Excerpt from a dataset:
= = =

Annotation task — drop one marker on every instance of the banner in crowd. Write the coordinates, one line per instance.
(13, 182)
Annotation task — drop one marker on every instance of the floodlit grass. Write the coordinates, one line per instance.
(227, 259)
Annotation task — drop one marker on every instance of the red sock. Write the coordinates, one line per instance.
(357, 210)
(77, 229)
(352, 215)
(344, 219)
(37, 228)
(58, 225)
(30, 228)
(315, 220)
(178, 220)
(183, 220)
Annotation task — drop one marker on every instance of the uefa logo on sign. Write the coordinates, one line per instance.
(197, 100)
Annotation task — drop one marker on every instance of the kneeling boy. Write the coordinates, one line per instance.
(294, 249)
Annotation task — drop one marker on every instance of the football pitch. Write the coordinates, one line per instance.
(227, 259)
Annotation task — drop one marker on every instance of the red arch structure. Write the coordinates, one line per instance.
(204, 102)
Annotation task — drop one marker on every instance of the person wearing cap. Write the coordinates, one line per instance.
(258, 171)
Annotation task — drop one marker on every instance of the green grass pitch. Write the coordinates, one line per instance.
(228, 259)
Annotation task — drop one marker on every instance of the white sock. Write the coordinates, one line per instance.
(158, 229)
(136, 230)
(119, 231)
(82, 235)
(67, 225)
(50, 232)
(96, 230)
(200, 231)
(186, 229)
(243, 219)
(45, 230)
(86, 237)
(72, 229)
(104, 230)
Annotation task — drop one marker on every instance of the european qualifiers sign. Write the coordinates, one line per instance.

= = =

* Set exercise
Retype the listing. Match it exactly.

* Task result
Annotation task — drop one marker on every instance of the banner in crowd. Write the coordinates, one line per instance.
(13, 182)
Annotation task — drop one marker on every instance of the floodlit grass. Write the coordinates, one line per instance.
(227, 259)
Annotation task — drop one marker on every instance of the red sock. Write the coordinates, one line per instance.
(357, 210)
(77, 229)
(352, 215)
(344, 219)
(37, 228)
(58, 225)
(30, 228)
(315, 220)
(178, 220)
(183, 220)
Annotation task — drop one marker on every instance of the uefa logo on sign. Write the coordinates, one line per instance.
(197, 100)
Annotation task — drop one marker on every instance of the kneeling boy. Write the coordinates, one line per instance.
(294, 249)
Annotation task — drop one marker on every instance of the football pitch. Write the coordinates, one line per instance.
(227, 259)
Annotation task — drop one marker on every instance of the red arch structure. Write the coordinates, one line per instance.
(204, 102)
Annotation task — drop one marker on every instance of the person wearing cap. Write the coordinates, one line per instance.
(258, 171)
Annotation task — drop one marker on every instance of the green grass pitch. Write the coordinates, one line per instance.
(228, 259)
Annotation task — drop one marker on every instance of the white sock. Write the coordinates, one line per instance.
(158, 229)
(136, 230)
(119, 231)
(82, 235)
(67, 225)
(50, 232)
(96, 230)
(200, 231)
(186, 229)
(243, 219)
(45, 230)
(86, 237)
(72, 229)
(104, 230)
Annotation task — drop one marker on every instance of the european qualifiers sign. Write the coordinates, one line per instance.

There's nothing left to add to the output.